▸ **Stated goal**
Put every line of the records below into a numbered list, and leave out any blank lines.

━━━ Given data

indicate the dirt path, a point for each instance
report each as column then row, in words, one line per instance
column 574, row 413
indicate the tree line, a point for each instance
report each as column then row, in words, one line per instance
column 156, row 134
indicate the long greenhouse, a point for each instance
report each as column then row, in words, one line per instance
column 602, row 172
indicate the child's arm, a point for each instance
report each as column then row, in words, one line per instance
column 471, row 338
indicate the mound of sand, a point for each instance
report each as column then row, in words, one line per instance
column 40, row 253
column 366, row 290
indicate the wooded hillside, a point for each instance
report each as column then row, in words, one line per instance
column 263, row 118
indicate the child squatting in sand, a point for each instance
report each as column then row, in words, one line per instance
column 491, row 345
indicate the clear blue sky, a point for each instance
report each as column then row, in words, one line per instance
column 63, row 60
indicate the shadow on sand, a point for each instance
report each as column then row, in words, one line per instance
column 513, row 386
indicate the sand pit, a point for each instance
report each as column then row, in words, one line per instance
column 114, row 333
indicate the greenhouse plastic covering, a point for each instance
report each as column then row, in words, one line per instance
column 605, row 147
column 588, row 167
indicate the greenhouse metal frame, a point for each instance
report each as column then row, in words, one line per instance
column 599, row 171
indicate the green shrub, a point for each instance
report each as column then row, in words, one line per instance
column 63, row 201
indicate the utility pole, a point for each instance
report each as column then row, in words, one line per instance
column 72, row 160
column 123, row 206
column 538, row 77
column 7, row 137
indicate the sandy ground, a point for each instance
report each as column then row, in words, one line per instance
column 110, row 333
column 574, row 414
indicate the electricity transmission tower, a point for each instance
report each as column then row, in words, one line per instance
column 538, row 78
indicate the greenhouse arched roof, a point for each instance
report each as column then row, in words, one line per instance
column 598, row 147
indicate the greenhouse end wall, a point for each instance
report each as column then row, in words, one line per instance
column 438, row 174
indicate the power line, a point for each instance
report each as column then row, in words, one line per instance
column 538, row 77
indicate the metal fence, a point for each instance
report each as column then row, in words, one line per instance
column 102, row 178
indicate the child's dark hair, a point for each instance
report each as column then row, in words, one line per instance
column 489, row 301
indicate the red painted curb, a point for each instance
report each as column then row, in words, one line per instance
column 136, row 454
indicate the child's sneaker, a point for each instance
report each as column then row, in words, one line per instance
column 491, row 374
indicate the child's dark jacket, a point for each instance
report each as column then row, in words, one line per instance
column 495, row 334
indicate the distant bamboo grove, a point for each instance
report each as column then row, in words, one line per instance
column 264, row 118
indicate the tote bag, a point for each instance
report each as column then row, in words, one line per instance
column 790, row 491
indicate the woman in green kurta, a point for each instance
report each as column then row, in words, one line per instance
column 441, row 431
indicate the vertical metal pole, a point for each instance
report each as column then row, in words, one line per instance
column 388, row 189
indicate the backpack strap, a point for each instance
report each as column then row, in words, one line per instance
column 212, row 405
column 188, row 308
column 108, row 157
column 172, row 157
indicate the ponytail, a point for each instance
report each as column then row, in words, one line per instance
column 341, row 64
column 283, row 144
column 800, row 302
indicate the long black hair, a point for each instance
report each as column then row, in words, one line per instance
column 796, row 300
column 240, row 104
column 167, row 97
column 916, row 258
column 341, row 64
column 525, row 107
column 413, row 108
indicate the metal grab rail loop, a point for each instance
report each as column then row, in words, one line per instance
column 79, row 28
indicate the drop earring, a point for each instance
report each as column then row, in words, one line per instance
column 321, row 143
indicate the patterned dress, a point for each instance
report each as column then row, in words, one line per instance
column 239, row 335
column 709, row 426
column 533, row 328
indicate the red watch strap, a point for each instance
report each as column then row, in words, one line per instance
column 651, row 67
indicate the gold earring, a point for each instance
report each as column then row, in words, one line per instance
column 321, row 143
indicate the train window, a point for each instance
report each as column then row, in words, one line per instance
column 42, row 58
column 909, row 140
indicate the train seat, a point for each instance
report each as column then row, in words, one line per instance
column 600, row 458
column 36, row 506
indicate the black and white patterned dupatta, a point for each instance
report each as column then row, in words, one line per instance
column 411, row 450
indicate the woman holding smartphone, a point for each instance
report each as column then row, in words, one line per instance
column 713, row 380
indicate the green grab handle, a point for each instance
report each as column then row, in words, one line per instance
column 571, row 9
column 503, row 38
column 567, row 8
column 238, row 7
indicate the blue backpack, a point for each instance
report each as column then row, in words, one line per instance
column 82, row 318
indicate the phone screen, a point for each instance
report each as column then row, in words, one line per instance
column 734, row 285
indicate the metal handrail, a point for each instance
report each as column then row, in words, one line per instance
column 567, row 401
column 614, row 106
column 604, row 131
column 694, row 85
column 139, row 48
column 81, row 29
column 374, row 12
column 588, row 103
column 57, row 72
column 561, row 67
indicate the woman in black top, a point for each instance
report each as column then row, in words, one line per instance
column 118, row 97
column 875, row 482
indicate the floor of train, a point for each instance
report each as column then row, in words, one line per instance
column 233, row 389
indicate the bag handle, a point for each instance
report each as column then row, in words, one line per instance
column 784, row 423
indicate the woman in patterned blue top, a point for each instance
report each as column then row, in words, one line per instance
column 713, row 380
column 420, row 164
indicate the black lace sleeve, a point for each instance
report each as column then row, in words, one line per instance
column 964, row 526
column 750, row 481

━━━━━━

▸ **Complete answer**
1. indicate the dirt path, a point for each instance
2. report each as column then row, in words, one line per instance
3. column 574, row 413
4. indicate the tree line, a point for each instance
5. report each as column then row, in words, one line per instance
6. column 156, row 134
7. indicate the long greenhouse, a point for each instance
8. report each as column then row, in words, one line per instance
9. column 602, row 172
10. indicate the child's arm, a point for each instance
11. report each as column then row, in words, one line per instance
12. column 471, row 338
13. indicate the mound of sand, a point for each instance
14. report each as column then row, in words, one line per instance
15. column 40, row 253
16. column 366, row 290
17. indicate the wooded hillside, a point for each instance
18. report each as column then row, in words, one line per instance
19. column 263, row 118
20. indicate the child squatting in sand, a point for each instance
21. report each as column then row, in words, one line per instance
22. column 491, row 345
23. indicate the clear blue sky, a point for each instance
24. report each as column then row, in words, one line per instance
25. column 63, row 60
26. indicate the shadow on sand, a point for each instance
27. report each as column then row, in words, one line per instance
28. column 513, row 386
29. indicate the sand pit, a point for each instance
30. report each as column then row, in words, one line per instance
31. column 114, row 333
32. indicate the greenhouse plastic covering, a point for each instance
33. report each as column then row, in words, one line per instance
34. column 605, row 147
35. column 588, row 167
36. indicate the greenhouse metal frame, a point for each instance
37. report each as column then row, in words, one line per instance
38. column 599, row 171
39. indicate the green shrub, a point for each instance
40. report each as column then row, in words, one line per instance
41. column 63, row 201
42. indicate the utility pole, a point for each instance
43. report each as column then row, in words, one line per instance
44. column 72, row 160
45. column 123, row 206
46. column 538, row 77
47. column 7, row 137
48. indicate the sandy ground, a point for each instance
49. report each as column then row, in words, one line per instance
50. column 110, row 333
51. column 574, row 414
52. indicate the electricity transmission tower, a point for each instance
53. report each as column then row, in words, one line per instance
54. column 538, row 78
55. indicate the greenhouse arched roof, a point for each instance
56. report each as column then row, in words, one line per instance
57. column 598, row 147
58. indicate the greenhouse end wall, a point for each instance
59. report each as column then row, in words, one line per instance
60. column 438, row 174
61. indicate the power line, a point for each instance
62. report each as column then row, in words, one line per instance
63. column 538, row 77
64. indicate the metal fence, a point for each instance
65. report each as column then row, in words, one line per instance
66. column 102, row 178
67. indicate the child's dark hair, a point for each instance
68. report each as column then row, in words, one line per instance
69. column 489, row 301
70. indicate the red painted curb, a point for each instance
71. report each as column then row, in words, one line per instance
72. column 136, row 454
73. indicate the child's sneaker, a point for each instance
74. report each as column then row, in words, one line per instance
75. column 491, row 374
76. indicate the child's dark jacket, a point for each instance
77. report each as column then row, in words, one line per instance
78. column 495, row 334
79. indicate the distant bamboo grove, a point for each instance
80. report each as column then row, in words, one line per instance
81. column 264, row 118
82. indicate the tote bag, a point for each instance
83. report each as column then row, in words, one line per instance
84. column 790, row 491
85. indicate the woman in green kurta, a point for each instance
86. report each as column then row, in words, one line per instance
87. column 441, row 431
88. indicate the vertical metal pole, a point for each instance
89. report each as column then row, in words, one line per instance
90. column 388, row 189
91. indicate the backpack strap, a point for each instance
92. report each as column then row, in words, one line per instance
93. column 212, row 405
94. column 188, row 308
95. column 108, row 157
96. column 172, row 157
97. indicate the ponytail, a point for each instance
98. report each as column then row, in words, one line per instance
99. column 341, row 64
100. column 283, row 144
101. column 800, row 302
102. indicate the long black hair, a point for each instance
103. report each as column then row, in words, one line per instance
104. column 796, row 300
105. column 240, row 104
106. column 167, row 97
107. column 916, row 258
108. column 341, row 64
109. column 525, row 107
110. column 413, row 108
111. indicate the metal grab rail loop, a point for each instance
112. report each as column then row, in words, one line per instance
113. column 79, row 28
114. indicate the drop earring, a point for each instance
115. report each as column then row, in words, one line per instance
116. column 321, row 143
117. indicate the patterned dress, a point for each instance
118. report each as column then row, in words, one line per instance
119. column 239, row 335
120. column 709, row 426
121. column 533, row 328
122. indicate the red watch strap, a point for each instance
123. report each as column then row, in words, one line per instance
124. column 651, row 67
125. indicate the gold earring, a point for each instance
126. report each as column then row, in words, one line per instance
127. column 321, row 143
128. indicate the train window, a point for each instance
129. report each as column then row, in words, one line per instance
130. column 42, row 58
131. column 909, row 140
132. indicate the train seat, a point for each instance
133. report each as column then row, in words, one line per instance
134. column 600, row 458
135. column 36, row 506
136. indicate the black and white patterned dupatta, a point for each instance
137. report each as column then row, in words, one line per instance
138. column 411, row 450
139. indicate the woman holding smartphone, a point for each instance
140. report each as column then row, in words, one line per instance
141. column 713, row 380
142. indicate the green grab handle, a point for each instance
143. report each as column then row, in words, one line per instance
144. column 571, row 9
145. column 503, row 38
146. column 567, row 8
147. column 238, row 7
148. indicate the blue backpack, a point for each instance
149. report each as column then row, in words, one line per instance
150. column 82, row 318
151. indicate the phone screen, a point for each instance
152. report each as column then row, in words, one line per instance
153. column 734, row 285
154. indicate the metal handrail, a point for each instance
155. report each as column then row, in words, one line per instance
156. column 567, row 401
157. column 614, row 106
158. column 604, row 131
159. column 694, row 85
160. column 139, row 48
161. column 81, row 29
162. column 374, row 12
163. column 588, row 103
164. column 57, row 72
165. column 561, row 67
166. indicate the woman in black top, a point for each instance
167. report each as column then row, in words, one line per instance
168. column 118, row 97
169. column 875, row 482
170. indicate the floor of train, a point for each instance
171. report each as column then row, in words, one line per instance
172. column 233, row 389
173. indicate the bag handle, a point for each instance
174. report each as column then row, in words, one line per instance
175. column 784, row 423
176. indicate the woman in patterned blue top, a point for each instance
177. report each as column then row, in words, one line per instance
178. column 713, row 380
179. column 420, row 164
180. indicate the black lace sleeve, a point for each instance
181. report each as column then row, in words, one line per instance
182. column 964, row 526
183. column 750, row 481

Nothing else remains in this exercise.